Stored items from a collection
#####
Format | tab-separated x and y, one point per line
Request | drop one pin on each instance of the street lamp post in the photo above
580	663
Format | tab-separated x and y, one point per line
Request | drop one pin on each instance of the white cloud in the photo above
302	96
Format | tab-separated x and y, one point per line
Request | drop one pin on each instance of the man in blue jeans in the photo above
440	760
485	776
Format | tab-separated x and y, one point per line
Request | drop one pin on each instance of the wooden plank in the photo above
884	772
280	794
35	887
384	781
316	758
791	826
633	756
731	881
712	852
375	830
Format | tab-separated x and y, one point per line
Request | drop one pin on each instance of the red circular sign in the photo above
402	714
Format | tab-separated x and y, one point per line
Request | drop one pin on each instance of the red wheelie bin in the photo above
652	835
#####
▶ **Brief**
Reproduce every line of the data above without any changes.

▶ **Finished answer**
Format | tab-separated x and y, one point per line
Request | drop one pin on each instance of the street lamp post in the photo above
580	663
Format | tab-separated x and y, one point per line
Request | drop one pin on each instance of the white cloud in the photo above
302	96
Format | tab-separated x and y, one point per line
Request | drop one pin on each instance of the man in blue jeans in the photo above
440	760
485	776
Format | tab-separated x and y, one point per line
Request | drop one pin on each instance of the wooden plank in the photo above
884	772
280	794
35	887
384	781
316	758
791	826
633	756
731	881
712	852
375	830
Format | tab-separated x and y, one point per line
Request | drop one pin on each instance of the red circular sign in the photo above
402	714
Format | tab-separated x and y, one point per line
Request | drop one pin on each instance of the red wheelie bin in the photo above
652	835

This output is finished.